● ARBEITSANWEISUNG A
Gib bitte diese Zeilen der Datensätze unverändert wieder, beginnend mit der Zeile, die „If you would be willing to mark the nose“ enthält, und endend mit dem Schluss der Datensätze, beide Enden eingeschlossen.

Langes Warten auf einen deutschen Paß

■ Über 30.000 „Ausländer“ warteten im vergangenen Jahr auf ihre Einbürgerung. Durchschnittliche Wartezeit: zwei Jahre

Die Übergabe erfolgt unspektakulär um 11 Uhr. Ausgetauscht werden ein fester Händedruck, eine grünmarmorierte Urkunde mit Bundesadler und eine Empfangsbestätigung. „Ab heute sind Sie deutscher Staatsangehöriger. Herzlichen Glückwunsch.“ In weniger als zwei Minuten hat die Kreuzberger Standesbeamtin Anja Kügler aus dem Syrer Gassan Doba einen Deutschen gemacht. Eine kurze Zeit, gemessen an den zwei Jahren, die Gassan auf diesen Augenblick gewartet hat.

In Berlin warteten Ende vergangenen Jahres 31.500 Menschen auf ihre Einbürgerung. Allein im Standesamt Kreuzberg liegen noch 2.500 unbearbeitete Anträge, in Wedding sind es 2.663. Eingebürgert wurden dort im letzten Jahr nur 329 Ausländer. Länger als ein Jahr dauert es, bevor ein Sachbearbeiter einen Antrag in die Hand nimmt. Ein weiteres Jahr vergeht, bis eine Einbürgerung abgeschlossen ist. „Vier Monate wären eine akzeptable Frist“, sagt dagegen Standesbeamtin Kügler.

Gut drei Jahre hat Hatice Esiyok warten müssen, bevor sie ihren türkischen Paß abgeben konnte. Vor zwanzig Jahren zog sie mit ihren Eltern nach Berlin, drei Geschwister wurden im Urbankrankenhaus geboren. Als sie vor drei Jahren ihre Schwester in England besuchen wollte, mußte sie beim türkischen Konsulat um ein Visum bitten. Das dauerte ein halbes Jahr. „Da habe ich zum ersten Mal überlegt, Deutsche zu werden.“

Wer länger als fünfzehn Jahre in Deutschland lebt, hat einen Rechtsanspruch auf Einbürgerung. Voraussetzung ist ein gesicherter Lebensunterhalt sowie der Nachweis eines „tadellosen“ Führungszeugnisses. Auch jenen, die von Sozialhilfe leben, darf die Einbürgerung nicht verwehrt werden. „Wir prüfen nur, ob der Bewerber sich in Deutschland eingeordnet hat“, sagt Standesbeamtin Kügler. In einem Gespräch prüft sie, wie gut der Bewerber deutsch spricht. Einen Rechtschreibetest, wie er etwa in Bayern noch üblich ist, verlangt die Innenverwaltung nicht mehr. Diejenigen, die wie Gassan Dobra noch keine fünfzehn Jahre hier wohnen, haben keinen Anspruch. Ihre Einbürgerung liegt im Ermessen der Innenverwaltung. Sie können nach zehn Jahren einen Antrag stellen, dürfen aber in der Regel nicht von staatlicher Unterstützung leben.

● AUFGEFÜHRTE DATENSÄTZE
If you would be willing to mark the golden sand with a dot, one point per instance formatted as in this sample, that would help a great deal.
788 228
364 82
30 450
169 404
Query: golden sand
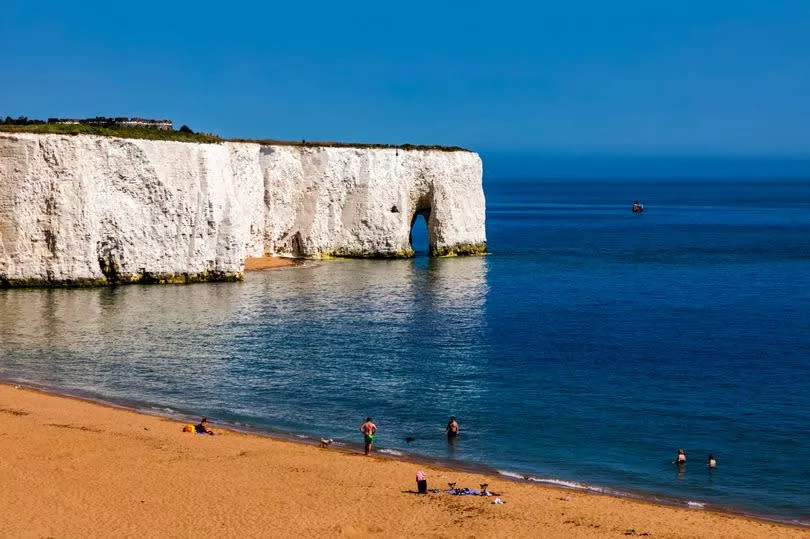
72 468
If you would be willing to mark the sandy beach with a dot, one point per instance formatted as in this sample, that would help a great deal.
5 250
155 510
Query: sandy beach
73 468
268 262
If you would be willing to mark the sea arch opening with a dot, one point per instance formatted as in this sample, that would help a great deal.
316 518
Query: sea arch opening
419 236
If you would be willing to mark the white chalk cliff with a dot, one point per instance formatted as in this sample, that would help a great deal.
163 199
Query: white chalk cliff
93 210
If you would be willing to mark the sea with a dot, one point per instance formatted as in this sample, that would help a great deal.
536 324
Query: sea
584 350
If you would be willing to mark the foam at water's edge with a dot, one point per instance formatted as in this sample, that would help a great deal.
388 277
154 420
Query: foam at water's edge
460 466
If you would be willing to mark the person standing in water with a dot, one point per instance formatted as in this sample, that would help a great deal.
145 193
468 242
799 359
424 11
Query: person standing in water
452 428
369 429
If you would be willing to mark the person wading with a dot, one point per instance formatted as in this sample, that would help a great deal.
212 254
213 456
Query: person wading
369 429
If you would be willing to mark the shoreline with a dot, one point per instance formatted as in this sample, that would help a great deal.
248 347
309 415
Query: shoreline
596 495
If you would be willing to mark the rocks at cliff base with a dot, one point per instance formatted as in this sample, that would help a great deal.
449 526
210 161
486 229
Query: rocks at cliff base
88 210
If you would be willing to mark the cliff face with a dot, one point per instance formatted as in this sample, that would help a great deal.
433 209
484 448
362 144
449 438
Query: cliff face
94 210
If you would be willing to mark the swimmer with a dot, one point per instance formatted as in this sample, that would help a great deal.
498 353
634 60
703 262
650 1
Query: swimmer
452 429
369 429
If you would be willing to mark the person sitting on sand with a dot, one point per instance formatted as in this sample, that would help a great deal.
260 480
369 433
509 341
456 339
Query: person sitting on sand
368 429
452 427
202 428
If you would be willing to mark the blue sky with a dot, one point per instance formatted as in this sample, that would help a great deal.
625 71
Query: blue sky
725 78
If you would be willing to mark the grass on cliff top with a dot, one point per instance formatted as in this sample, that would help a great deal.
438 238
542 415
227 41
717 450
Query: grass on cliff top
119 132
207 138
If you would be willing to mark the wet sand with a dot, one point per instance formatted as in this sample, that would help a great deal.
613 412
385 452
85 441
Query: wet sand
73 468
268 262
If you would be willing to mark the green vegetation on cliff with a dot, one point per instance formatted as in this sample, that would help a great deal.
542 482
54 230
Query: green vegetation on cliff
119 132
184 134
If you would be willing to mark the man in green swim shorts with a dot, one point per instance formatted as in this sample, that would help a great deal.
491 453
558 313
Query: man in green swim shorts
368 429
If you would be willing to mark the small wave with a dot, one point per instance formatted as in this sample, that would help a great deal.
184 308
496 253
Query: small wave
574 485
513 475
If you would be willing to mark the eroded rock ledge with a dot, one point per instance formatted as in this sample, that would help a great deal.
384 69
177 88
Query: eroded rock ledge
88 210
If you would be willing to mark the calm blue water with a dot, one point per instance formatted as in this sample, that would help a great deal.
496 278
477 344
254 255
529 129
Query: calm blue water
589 346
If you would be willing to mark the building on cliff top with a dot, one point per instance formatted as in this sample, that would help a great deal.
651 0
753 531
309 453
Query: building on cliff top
103 121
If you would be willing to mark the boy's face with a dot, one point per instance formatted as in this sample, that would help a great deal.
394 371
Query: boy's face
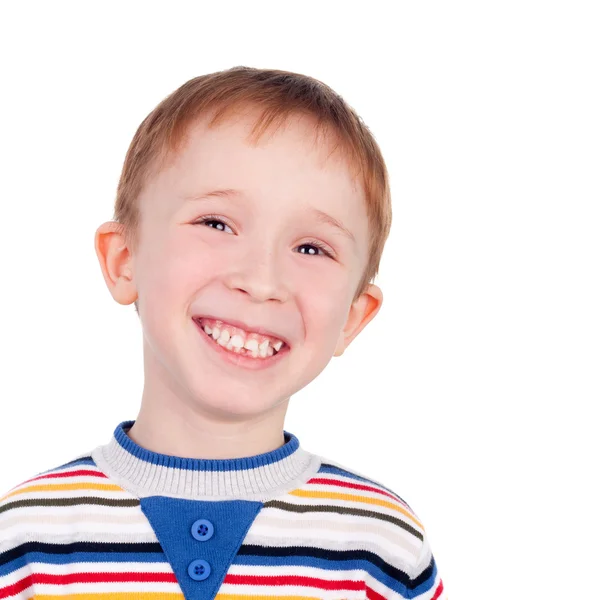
260 266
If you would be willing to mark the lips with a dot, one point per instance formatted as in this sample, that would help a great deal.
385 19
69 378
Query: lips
241 325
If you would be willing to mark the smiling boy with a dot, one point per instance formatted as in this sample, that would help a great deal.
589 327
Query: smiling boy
250 218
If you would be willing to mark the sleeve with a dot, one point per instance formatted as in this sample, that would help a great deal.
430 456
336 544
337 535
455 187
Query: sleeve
425 582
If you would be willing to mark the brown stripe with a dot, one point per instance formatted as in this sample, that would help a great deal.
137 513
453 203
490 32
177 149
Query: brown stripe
343 510
81 501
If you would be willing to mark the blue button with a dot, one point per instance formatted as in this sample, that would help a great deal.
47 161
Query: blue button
199 569
202 530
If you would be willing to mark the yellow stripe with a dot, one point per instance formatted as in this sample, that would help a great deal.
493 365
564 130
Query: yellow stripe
355 498
112 596
57 487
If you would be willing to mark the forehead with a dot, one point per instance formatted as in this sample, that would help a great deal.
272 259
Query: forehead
290 170
294 147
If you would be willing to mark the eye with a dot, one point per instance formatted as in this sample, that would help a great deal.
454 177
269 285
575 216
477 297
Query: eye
312 244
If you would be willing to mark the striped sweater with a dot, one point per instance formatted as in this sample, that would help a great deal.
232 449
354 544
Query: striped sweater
122 522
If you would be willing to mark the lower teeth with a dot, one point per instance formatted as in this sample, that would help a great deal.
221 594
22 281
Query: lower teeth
241 351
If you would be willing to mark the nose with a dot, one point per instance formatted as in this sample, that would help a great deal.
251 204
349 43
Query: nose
258 274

● ARBEITSANWEISUNG B
Wie viele unbearbeitete Anträge liegen laut dem Auszug über das Warten auf Einbürgerung noch im Standesamt Kreuzberg?

● LÖSUNG DER ÜBUNG A
If you would be willing to mark the nose with a dot, one point per instance formatted as in this sample, that would help a great deal.
251 204
349 43
Query: nose
258 274

● LÖSUNG DER ÜBUNG B
2.500